Text extract
····················

Pooja K. Agarwal, Ph.D. is an expert in the field of cognitive science, passionate about bridging gaps between education and the science of learning. She has conducted research on learning in K-12 public schools for more than 15 years. As a cognitive scientist and founder of RetrievalPractice.org, Pooja’s research has been published in leading peer-reviewed psychology journals; featured in The New York Times, Education Week, and Scientific American; and highlighted in numerous books and podcasts. Pooja is an assistant professor at the Berklee College of Music in Boston, teaching psychological science to exceptional undergraduate musicians, and an adjunct professor at Vanderbilt University, leading graduate-level courses for leaders in education. For more information about Pooja, visit poojaagarwal.com and follow her on Twitter @poojaagarwal and @retrievelearn.

····················

Instruction 1
Format the rows from the line containing "identify the raceme" down to the line containing "[[160, 93], [138, 333]]", both included, as a JSON list of strings with one string per line and blank lines omitted.

····················

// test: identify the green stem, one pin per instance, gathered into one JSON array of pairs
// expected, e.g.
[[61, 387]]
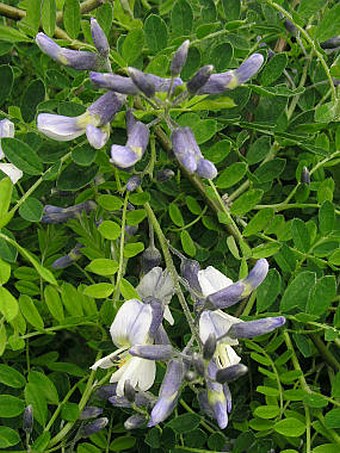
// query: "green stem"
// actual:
[[310, 42], [172, 270]]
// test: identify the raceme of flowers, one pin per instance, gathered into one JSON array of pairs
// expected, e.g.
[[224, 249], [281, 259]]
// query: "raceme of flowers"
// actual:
[[160, 93], [138, 333]]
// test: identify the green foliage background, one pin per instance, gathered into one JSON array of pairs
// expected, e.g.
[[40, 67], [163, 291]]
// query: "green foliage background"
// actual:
[[260, 136]]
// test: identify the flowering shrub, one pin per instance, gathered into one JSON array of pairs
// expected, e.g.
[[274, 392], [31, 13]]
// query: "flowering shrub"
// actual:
[[168, 236]]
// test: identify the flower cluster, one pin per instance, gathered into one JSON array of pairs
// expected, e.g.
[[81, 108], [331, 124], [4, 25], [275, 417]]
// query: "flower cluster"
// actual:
[[160, 93], [212, 364]]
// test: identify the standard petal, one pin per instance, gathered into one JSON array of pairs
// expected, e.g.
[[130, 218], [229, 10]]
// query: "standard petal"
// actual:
[[12, 172], [131, 324], [96, 136], [59, 127], [212, 280], [140, 372]]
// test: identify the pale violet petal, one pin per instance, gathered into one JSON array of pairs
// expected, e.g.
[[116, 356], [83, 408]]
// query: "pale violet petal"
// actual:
[[59, 127], [216, 322], [12, 172], [212, 280], [131, 324], [168, 316], [96, 136], [140, 372]]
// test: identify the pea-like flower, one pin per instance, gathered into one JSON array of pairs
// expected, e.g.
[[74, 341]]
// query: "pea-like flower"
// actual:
[[130, 327], [7, 131], [95, 122], [138, 139]]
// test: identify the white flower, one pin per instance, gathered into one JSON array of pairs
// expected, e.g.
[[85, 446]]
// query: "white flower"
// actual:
[[130, 327], [14, 173], [158, 284], [217, 322]]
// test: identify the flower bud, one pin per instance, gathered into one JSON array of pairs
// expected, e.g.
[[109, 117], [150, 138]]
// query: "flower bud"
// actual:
[[209, 347], [135, 421], [27, 423], [143, 82], [129, 391], [150, 258], [99, 38], [231, 373], [255, 328], [305, 176], [90, 412], [199, 79], [93, 427], [133, 183], [179, 58], [153, 352]]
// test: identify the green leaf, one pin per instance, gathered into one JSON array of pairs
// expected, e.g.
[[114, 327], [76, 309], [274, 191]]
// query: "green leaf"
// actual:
[[330, 24], [300, 235], [246, 202], [273, 69], [8, 437], [133, 45], [267, 412], [6, 188], [270, 170], [258, 150], [259, 222], [109, 230], [99, 290], [10, 406], [156, 33], [30, 312], [53, 302], [290, 427], [268, 291], [48, 16], [34, 396], [31, 210], [133, 249], [8, 304], [231, 175], [322, 295], [33, 95], [22, 156], [75, 177], [176, 215], [181, 18], [103, 266], [110, 202], [6, 82], [11, 377], [5, 272], [188, 244], [71, 18], [122, 443], [297, 292], [184, 423], [326, 218]]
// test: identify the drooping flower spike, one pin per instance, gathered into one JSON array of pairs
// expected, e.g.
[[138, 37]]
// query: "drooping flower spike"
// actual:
[[7, 131], [76, 59], [95, 122], [130, 327]]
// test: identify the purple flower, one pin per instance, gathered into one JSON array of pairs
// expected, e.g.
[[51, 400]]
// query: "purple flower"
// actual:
[[95, 122], [138, 139], [218, 83], [188, 153], [76, 59]]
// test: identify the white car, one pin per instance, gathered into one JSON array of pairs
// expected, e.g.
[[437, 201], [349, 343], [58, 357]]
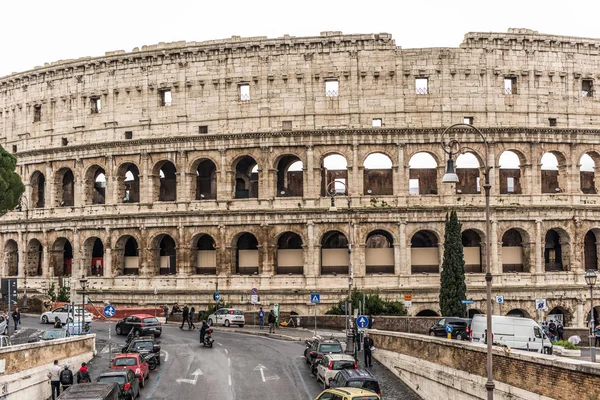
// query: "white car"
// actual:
[[227, 317], [331, 364], [66, 314]]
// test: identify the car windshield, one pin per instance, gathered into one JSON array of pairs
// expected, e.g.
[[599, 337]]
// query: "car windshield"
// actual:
[[331, 348], [339, 365], [54, 334], [120, 379], [125, 362]]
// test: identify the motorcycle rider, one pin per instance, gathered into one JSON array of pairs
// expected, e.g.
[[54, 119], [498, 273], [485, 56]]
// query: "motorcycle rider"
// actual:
[[203, 330]]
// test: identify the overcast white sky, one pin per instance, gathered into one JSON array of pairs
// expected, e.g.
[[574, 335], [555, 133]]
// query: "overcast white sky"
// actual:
[[37, 31]]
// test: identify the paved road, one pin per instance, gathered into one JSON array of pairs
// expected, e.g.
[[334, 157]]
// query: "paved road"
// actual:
[[239, 366]]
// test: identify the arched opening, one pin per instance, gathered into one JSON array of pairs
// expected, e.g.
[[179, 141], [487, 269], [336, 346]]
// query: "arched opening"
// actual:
[[38, 190], [550, 174], [590, 250], [424, 253], [93, 253], [246, 178], [427, 313], [247, 255], [66, 181], [167, 181], [422, 174], [167, 254], [290, 177], [62, 257], [517, 312], [510, 173], [559, 314], [128, 256], [129, 183], [206, 180], [587, 172], [334, 168], [290, 256], [512, 252], [335, 255], [472, 251], [11, 258], [467, 169], [378, 177], [35, 252], [379, 251], [205, 258], [553, 252]]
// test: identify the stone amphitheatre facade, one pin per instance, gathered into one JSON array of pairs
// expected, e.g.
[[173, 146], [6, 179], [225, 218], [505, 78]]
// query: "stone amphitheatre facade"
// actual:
[[182, 165]]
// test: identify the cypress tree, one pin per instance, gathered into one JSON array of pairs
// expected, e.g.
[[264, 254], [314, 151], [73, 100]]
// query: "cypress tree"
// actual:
[[453, 288]]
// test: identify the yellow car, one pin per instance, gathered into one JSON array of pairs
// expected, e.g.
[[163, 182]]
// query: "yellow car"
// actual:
[[348, 394]]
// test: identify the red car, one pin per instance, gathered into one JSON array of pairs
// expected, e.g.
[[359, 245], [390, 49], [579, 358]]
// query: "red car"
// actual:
[[133, 362]]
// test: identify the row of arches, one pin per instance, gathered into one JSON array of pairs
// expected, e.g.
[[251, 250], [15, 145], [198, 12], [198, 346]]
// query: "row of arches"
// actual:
[[289, 256], [377, 177]]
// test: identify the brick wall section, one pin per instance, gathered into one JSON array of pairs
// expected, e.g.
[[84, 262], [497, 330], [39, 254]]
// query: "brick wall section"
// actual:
[[533, 372]]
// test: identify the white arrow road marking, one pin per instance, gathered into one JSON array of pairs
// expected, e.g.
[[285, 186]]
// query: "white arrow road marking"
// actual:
[[196, 374], [262, 369]]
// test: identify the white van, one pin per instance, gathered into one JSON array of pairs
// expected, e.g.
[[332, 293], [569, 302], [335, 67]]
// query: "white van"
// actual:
[[514, 332]]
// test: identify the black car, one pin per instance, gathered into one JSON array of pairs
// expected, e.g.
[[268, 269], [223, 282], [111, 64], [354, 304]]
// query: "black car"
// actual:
[[460, 328], [359, 378], [127, 380], [315, 349], [143, 345], [94, 391], [139, 325]]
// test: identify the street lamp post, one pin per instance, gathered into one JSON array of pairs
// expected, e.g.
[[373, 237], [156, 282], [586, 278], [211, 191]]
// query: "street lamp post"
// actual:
[[590, 279], [332, 190], [454, 147]]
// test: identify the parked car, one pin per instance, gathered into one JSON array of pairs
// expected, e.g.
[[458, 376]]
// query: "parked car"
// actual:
[[359, 378], [129, 383], [133, 362], [330, 364], [95, 391], [140, 324], [460, 328], [144, 345], [347, 394], [513, 332], [66, 314], [227, 317], [317, 348]]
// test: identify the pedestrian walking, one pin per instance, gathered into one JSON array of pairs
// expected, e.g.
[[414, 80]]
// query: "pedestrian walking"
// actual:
[[16, 317], [83, 376], [184, 315], [368, 347], [191, 318], [261, 318], [66, 377], [166, 313], [54, 375], [271, 320]]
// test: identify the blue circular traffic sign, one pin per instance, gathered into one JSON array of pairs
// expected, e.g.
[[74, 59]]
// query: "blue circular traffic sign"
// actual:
[[109, 311]]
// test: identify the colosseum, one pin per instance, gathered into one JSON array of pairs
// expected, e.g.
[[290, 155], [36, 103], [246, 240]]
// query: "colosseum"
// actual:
[[180, 166]]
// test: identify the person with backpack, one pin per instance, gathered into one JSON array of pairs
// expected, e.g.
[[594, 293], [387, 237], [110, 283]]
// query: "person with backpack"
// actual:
[[66, 377], [83, 376]]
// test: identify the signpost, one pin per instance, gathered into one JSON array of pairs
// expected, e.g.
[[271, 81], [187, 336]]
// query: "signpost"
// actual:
[[109, 312], [315, 298]]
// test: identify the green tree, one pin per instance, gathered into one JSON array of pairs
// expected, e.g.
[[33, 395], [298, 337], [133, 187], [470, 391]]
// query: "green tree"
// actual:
[[453, 288], [11, 187]]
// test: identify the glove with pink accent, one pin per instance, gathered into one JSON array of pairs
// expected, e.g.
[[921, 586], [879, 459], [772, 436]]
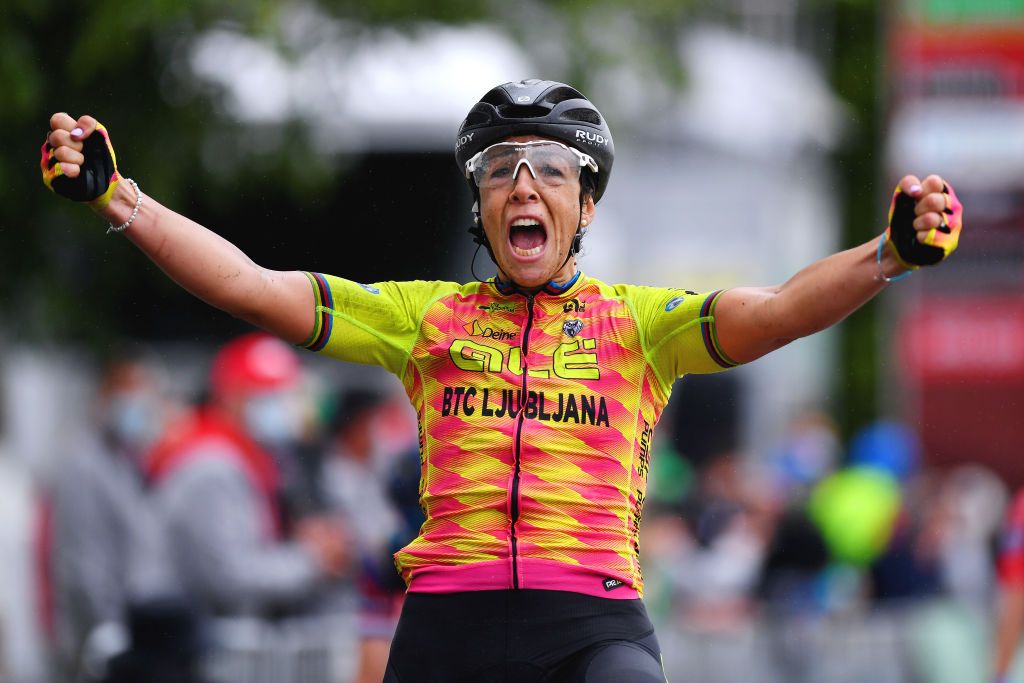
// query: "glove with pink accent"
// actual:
[[941, 240], [98, 176]]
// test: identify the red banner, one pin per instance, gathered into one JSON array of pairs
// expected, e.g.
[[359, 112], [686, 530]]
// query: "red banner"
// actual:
[[977, 339]]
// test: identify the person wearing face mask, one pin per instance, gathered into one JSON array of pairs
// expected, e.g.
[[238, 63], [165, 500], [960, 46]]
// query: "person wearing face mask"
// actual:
[[104, 549], [353, 479], [537, 389], [217, 485]]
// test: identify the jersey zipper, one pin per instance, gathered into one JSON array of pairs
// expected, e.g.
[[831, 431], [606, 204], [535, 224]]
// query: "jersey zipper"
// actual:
[[514, 512]]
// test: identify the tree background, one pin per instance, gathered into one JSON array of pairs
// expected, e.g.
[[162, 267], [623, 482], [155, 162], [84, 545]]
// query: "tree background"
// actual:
[[62, 281]]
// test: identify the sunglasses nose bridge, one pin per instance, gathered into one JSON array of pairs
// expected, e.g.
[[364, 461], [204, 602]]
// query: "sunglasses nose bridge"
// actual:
[[518, 165]]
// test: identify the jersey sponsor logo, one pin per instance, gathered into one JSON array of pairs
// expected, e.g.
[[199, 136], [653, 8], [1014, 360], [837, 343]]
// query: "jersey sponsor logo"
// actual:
[[611, 584], [592, 138], [580, 409], [673, 304], [488, 332], [570, 360], [643, 455], [637, 517], [572, 328], [498, 306]]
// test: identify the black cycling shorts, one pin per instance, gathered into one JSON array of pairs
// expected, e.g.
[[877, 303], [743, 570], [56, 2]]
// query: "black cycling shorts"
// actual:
[[523, 637]]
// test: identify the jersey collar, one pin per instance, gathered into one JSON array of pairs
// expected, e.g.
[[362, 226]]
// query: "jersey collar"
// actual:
[[552, 288]]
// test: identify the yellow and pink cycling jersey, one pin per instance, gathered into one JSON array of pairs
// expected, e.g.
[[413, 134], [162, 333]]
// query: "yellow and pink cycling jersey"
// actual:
[[536, 416]]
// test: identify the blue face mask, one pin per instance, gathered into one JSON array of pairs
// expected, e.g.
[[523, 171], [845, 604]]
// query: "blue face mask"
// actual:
[[271, 419], [134, 421]]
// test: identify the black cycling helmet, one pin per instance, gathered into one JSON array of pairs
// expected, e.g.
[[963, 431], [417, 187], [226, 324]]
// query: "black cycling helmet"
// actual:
[[538, 108]]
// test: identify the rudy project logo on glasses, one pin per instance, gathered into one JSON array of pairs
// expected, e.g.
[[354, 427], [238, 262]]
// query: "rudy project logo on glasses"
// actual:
[[475, 330], [592, 138]]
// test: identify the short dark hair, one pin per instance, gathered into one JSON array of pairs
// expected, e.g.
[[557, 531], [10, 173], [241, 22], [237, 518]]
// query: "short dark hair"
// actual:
[[351, 404]]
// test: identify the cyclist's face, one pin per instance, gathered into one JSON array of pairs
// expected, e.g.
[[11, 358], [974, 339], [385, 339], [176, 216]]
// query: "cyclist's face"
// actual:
[[530, 221]]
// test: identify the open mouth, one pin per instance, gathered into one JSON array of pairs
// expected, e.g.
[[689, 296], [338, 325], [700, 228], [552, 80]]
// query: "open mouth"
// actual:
[[527, 237]]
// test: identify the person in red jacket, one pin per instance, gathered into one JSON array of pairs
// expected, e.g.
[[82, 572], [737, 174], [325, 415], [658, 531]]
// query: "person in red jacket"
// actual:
[[216, 483], [538, 390]]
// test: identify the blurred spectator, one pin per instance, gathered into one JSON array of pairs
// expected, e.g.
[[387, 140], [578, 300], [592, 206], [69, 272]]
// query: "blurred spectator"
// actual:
[[793, 577], [19, 641], [1010, 622], [355, 487], [105, 548], [217, 485], [857, 507]]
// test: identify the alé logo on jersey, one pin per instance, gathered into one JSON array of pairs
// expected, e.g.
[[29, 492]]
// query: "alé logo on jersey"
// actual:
[[488, 332]]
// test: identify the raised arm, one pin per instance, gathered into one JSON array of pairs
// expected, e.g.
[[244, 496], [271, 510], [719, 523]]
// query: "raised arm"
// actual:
[[924, 228], [198, 259]]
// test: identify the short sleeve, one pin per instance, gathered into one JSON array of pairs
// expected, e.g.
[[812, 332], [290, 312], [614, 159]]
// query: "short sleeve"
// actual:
[[370, 324], [678, 329]]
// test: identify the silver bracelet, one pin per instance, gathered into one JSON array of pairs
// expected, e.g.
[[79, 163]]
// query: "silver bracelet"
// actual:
[[878, 259], [138, 203]]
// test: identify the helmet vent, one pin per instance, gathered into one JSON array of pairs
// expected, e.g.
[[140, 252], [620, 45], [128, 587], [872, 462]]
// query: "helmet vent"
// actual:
[[476, 119], [521, 112], [561, 94], [587, 116]]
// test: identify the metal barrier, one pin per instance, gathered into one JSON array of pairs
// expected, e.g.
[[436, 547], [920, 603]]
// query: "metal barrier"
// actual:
[[315, 649]]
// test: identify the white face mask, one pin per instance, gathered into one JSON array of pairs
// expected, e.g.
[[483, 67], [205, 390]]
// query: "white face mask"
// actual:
[[134, 420], [272, 419]]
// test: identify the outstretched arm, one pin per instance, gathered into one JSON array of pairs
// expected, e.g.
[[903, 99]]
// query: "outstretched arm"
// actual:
[[198, 259], [753, 322]]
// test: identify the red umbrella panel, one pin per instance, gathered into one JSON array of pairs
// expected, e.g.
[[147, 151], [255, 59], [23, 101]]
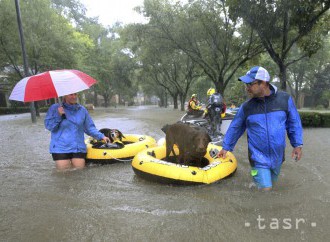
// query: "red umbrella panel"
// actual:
[[51, 84]]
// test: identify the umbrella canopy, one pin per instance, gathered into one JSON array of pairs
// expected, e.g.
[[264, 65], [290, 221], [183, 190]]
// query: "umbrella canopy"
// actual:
[[51, 84]]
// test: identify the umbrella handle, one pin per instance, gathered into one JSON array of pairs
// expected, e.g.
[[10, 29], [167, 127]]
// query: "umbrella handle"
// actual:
[[61, 105]]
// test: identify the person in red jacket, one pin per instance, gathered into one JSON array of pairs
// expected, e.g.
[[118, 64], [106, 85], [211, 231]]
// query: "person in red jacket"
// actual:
[[194, 108]]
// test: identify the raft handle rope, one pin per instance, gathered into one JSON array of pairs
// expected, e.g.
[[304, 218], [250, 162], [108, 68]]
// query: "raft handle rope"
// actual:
[[105, 153]]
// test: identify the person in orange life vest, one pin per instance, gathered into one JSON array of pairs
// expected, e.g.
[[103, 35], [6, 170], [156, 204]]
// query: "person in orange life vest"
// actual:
[[193, 106]]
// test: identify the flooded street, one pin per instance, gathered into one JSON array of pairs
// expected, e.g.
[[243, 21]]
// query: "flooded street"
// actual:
[[110, 203]]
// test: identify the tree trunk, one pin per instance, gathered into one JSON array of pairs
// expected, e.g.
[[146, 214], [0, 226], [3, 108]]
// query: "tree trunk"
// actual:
[[282, 76]]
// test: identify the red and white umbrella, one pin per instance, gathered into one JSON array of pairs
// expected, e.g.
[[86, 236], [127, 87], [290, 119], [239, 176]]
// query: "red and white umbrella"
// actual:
[[51, 84]]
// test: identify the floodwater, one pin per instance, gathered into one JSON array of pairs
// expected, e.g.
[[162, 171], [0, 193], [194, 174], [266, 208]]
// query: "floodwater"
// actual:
[[110, 203]]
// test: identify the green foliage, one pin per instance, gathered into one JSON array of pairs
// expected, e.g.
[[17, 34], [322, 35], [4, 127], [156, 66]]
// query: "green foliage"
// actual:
[[315, 119], [17, 110]]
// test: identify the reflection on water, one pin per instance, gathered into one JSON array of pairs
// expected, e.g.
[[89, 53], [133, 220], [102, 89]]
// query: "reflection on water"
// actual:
[[110, 203]]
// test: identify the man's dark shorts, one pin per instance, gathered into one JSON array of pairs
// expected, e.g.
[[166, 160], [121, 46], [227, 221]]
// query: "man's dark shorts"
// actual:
[[68, 156]]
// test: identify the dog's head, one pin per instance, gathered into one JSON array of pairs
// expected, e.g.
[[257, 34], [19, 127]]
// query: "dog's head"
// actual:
[[115, 134]]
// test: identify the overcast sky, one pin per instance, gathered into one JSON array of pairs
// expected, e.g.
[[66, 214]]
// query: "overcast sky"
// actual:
[[111, 11]]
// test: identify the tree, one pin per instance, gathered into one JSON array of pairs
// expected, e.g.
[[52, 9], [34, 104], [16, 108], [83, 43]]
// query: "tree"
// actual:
[[282, 24], [204, 31]]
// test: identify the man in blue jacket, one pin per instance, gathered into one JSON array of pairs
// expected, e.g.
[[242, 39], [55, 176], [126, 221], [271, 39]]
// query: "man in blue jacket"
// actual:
[[266, 117]]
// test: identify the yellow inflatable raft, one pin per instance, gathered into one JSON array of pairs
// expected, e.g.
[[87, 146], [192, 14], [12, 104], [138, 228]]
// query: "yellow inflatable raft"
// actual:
[[149, 165], [133, 144]]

····················

Instruction 2
From the biography of Pooja K. Agarwal, quote everything from "Pooja K. Agarwal, Ph.D." down to "Twitter @poojaagarwal and @retrievelearn.".

Exercise answer 1
[
  "// test: identify the raceme of flowers, one pin per instance, gathered into one JSON array of pairs",
  "// expected, e.g.",
  "[[224, 249], [281, 259]]",
  "// query: \"raceme of flowers\"",
  "// actual:",
  "[[160, 93], [138, 333]]"
]

Exercise answer 2
Pooja K. Agarwal, Ph.D. is an expert in the field of cognitive science, passionate about bridging gaps between education and the science of learning. She has conducted research on learning in K-12 public schools for more than 15 years. As a cognitive scientist and founder of RetrievalPractice.org, Pooja’s research has been published in leading peer-reviewed psychology journals; featured in The New York Times, Education Week, and Scientific American; and highlighted in numerous books and podcasts. Pooja is an assistant professor at the Berklee College of Music in Boston, teaching psychological science to exceptional undergraduate musicians, and an adjunct professor at Vanderbilt University, leading graduate-level courses for leaders in education. For more information about Pooja, visit poojaagarwal.com and follow her on Twitter @poojaagarwal and @retrievelearn.